>> Start
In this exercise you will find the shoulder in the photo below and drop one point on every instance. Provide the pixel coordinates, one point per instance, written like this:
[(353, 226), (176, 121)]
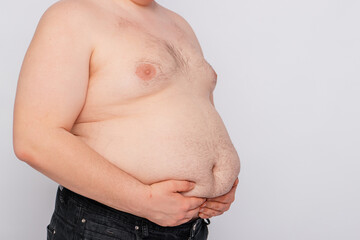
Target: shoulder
[(72, 14), (184, 25)]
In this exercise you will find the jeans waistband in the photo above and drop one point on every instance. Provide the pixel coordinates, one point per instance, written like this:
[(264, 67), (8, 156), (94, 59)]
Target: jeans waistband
[(95, 206)]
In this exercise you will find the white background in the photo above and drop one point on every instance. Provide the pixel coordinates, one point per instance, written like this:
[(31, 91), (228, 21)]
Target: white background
[(288, 92)]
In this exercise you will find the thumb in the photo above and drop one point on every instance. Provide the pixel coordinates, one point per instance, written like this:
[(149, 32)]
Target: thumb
[(182, 185)]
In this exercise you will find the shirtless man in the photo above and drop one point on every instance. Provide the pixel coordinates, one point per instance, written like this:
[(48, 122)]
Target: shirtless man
[(114, 102)]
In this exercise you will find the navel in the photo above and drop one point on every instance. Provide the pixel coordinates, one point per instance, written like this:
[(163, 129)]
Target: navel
[(145, 71)]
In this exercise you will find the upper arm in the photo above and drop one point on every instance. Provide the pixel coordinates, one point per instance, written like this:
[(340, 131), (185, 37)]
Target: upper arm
[(212, 98), (53, 80)]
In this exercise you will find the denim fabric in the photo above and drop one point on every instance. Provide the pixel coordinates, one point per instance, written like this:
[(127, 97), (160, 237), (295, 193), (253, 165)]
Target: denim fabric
[(77, 217)]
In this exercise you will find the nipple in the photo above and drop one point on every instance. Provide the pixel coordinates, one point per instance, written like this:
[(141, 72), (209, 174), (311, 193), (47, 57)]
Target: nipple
[(145, 71)]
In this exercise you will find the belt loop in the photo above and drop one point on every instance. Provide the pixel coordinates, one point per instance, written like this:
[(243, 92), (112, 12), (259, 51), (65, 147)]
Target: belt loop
[(145, 230)]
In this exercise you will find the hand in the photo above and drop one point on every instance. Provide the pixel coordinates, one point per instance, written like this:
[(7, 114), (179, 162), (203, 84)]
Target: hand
[(166, 206), (218, 205)]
>> End
**Your instructions:** In the listing, starting with the line that contains "In this exercise you will find the upper" and going on through the end of the listing, swap "denim fabric" for "blue fabric" and write those lines out again with nothing else altered.

**Reply to the exercise:**
In this exercise you will find the upper arm in the photo above and drop one point on every instance. Provide the pixel coordinates, one point per instance, written like this:
[(340, 131), (185, 37)]
Target: upper arm
[(212, 98), (53, 80)]
In this exercise you will find the blue fabric in the photo above and drop one point on every instance. Provide the pixel coordinates, one point per instance, written like this:
[(127, 97), (160, 237), (295, 193), (253, 165)]
Target: blue fabric
[(77, 217)]
In this exercise you will find the nipple in the photo above and drop one point on every instance. Provide the pixel coordinates, one point per instance, written like this:
[(141, 72), (209, 174), (311, 193), (47, 57)]
Target: nipple
[(145, 71)]
In this exercise you will find the belt loop in the photo above and drop one point on every instance. Provide the pixel coordinates, one point per instance, written like this:
[(243, 92), (112, 12), (259, 51), (65, 147)]
Target: belt loop
[(145, 230)]
In this exercise you will find the hand in the photo above and drop one point on every instance. Provide the pixel coordinates, one point per instance, written like this:
[(7, 114), (179, 162), (203, 84)]
Target: hand
[(166, 206), (218, 205)]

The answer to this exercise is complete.